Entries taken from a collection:
◇ ◇ ◇ ◇ ◇ ◇ ◇

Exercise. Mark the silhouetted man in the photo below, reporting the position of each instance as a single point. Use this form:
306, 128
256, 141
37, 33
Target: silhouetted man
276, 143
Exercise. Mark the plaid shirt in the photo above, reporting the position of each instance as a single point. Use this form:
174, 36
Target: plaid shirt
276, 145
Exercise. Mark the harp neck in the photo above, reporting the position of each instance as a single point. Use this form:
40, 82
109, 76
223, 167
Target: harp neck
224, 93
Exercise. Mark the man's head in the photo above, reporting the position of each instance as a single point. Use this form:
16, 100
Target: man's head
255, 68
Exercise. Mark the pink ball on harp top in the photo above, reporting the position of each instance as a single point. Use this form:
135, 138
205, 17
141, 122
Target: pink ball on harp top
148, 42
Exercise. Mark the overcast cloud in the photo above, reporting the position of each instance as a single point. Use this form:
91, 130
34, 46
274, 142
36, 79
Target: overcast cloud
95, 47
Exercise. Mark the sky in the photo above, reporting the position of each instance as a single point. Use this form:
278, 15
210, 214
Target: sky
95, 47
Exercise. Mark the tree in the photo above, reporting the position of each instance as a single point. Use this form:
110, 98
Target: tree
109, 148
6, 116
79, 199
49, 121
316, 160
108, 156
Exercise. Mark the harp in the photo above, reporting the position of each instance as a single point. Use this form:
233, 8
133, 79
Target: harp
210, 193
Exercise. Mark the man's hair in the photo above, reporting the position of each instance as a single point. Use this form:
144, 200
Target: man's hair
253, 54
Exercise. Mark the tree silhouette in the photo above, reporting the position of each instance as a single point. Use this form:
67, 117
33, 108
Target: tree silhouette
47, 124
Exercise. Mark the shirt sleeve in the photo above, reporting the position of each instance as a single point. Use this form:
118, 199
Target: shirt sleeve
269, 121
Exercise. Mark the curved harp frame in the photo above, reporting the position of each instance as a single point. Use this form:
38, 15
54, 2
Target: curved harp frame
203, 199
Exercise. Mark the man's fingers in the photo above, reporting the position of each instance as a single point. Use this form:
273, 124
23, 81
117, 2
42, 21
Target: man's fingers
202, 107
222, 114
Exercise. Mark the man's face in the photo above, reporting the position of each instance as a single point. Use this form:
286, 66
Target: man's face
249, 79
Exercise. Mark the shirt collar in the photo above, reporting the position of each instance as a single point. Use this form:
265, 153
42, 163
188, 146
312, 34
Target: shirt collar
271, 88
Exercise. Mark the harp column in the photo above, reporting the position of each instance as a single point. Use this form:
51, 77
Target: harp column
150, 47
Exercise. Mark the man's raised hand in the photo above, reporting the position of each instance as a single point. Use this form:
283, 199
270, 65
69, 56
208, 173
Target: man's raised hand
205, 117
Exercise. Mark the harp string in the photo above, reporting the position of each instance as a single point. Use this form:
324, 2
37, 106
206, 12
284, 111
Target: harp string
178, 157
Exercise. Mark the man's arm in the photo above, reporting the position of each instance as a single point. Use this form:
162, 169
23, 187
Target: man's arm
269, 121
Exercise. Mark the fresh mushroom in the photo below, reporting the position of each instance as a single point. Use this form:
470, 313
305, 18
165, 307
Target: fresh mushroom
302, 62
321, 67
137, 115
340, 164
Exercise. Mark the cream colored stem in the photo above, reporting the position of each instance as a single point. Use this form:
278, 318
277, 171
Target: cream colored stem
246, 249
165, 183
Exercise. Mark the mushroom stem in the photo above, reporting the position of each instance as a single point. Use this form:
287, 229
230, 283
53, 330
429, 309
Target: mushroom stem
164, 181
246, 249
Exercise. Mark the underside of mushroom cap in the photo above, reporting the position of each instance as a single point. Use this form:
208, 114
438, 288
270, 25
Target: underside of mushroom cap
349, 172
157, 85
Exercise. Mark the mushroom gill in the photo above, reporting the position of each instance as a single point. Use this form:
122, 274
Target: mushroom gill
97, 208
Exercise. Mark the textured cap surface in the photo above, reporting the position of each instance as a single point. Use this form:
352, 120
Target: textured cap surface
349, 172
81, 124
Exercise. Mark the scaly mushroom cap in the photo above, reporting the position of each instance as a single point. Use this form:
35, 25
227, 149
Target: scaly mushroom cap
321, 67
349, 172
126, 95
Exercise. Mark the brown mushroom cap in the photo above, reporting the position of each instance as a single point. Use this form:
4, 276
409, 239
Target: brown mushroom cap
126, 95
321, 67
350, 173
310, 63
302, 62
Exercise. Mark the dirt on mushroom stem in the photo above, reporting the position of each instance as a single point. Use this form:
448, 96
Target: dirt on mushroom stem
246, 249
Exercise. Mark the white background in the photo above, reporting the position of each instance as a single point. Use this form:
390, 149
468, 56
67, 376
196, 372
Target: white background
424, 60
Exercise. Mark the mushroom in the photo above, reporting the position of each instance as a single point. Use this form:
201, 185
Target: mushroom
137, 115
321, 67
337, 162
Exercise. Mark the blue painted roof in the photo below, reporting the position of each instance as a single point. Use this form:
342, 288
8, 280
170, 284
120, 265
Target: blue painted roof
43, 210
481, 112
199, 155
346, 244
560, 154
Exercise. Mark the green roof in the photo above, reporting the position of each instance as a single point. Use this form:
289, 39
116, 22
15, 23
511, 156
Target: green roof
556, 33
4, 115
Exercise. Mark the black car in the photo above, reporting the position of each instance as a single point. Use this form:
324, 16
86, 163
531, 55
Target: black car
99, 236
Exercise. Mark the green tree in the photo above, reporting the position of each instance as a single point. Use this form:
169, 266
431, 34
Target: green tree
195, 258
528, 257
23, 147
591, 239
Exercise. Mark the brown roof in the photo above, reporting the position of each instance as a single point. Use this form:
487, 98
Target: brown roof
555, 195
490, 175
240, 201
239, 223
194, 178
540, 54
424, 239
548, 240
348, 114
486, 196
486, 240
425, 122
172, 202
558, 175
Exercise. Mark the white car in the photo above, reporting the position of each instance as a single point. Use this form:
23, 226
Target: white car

◇ ◇ ◇ ◇ ◇ ◇ ◇

WHAT THE TASK REQUIRES:
From the data above, copy each line that has the string "below".

OUTPUT OF THE EXERCISE:
Exercise. Mark the silhouetted man in the photo below, reporting the position of each instance as a single point. Use this form:
Exercise. Mark the fresh mushroom in the photo below, reporting the position of each instance as a single point. Use this form:
Exercise. Mark the blue painted roof in the photo below, reporting the position of each instance as a single point. Use this form:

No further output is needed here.